Dataset rows:
━━━━

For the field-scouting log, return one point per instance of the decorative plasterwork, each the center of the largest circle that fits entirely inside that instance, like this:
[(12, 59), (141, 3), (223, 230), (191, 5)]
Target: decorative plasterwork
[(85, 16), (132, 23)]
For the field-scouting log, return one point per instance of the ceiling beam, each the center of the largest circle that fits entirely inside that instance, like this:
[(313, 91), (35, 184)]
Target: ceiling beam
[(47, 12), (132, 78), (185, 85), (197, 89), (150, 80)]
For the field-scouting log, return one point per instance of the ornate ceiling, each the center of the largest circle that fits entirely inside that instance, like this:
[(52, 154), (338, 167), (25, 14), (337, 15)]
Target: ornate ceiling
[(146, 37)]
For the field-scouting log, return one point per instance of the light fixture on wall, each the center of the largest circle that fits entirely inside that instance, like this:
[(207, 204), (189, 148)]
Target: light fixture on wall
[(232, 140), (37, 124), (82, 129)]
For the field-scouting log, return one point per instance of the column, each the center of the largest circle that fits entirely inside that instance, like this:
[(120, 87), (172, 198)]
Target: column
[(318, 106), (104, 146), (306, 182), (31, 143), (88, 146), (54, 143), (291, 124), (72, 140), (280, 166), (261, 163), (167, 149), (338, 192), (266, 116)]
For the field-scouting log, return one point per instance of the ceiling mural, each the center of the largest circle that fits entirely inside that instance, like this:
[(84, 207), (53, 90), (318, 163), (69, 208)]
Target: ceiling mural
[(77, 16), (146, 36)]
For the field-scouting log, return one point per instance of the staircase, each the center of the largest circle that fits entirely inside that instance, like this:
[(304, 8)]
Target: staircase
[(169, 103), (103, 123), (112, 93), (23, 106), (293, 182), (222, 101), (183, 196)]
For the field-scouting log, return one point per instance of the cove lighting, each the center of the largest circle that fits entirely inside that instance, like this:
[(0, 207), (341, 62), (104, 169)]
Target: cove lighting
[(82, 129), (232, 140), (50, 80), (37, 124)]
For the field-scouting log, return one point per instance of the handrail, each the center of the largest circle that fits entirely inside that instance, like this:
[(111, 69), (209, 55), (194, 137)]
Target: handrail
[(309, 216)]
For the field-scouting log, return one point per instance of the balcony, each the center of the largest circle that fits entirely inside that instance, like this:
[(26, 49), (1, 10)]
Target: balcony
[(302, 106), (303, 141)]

━━━━

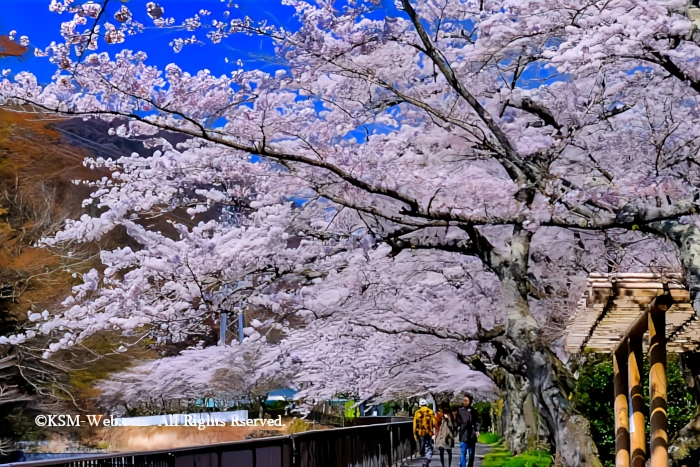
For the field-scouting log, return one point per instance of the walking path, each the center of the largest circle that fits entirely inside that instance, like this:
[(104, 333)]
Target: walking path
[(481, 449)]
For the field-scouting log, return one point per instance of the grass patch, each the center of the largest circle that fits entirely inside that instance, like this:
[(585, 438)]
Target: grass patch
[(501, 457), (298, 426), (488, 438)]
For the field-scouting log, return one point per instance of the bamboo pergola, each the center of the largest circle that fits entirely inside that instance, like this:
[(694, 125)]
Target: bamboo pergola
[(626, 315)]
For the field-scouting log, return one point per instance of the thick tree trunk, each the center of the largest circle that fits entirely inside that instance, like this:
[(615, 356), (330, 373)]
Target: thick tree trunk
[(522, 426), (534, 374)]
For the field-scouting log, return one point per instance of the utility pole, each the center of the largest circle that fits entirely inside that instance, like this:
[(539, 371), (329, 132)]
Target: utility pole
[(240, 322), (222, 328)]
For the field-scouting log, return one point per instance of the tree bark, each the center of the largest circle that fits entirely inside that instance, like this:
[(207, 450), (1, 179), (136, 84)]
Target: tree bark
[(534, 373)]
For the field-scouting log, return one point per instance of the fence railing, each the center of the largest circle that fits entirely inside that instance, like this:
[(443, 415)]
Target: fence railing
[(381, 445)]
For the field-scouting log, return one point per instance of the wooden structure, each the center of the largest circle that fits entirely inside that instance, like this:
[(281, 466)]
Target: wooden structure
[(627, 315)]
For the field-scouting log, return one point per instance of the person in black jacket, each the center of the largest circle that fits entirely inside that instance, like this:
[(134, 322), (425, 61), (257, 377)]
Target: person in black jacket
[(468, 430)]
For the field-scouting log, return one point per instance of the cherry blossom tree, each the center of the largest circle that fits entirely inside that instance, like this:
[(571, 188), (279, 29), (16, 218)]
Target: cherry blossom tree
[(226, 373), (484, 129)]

━━━━

### INSTRUCTIONS TO FOLLOW
Copy the records from the line with "of the cherry" to the line with "[(226, 373), (484, 129)]", substituting "magnolia tree" for each occurrence of "cherry blossom tree" and leaving everything else the same.

### FULL ANSWER
For the field-scouting log, return one point per instance of the magnolia tree, each the center of the largest circle that fits entirely inside that instance, like this:
[(571, 188), (279, 29), (16, 218)]
Target: magnolia tree
[(226, 373), (484, 129)]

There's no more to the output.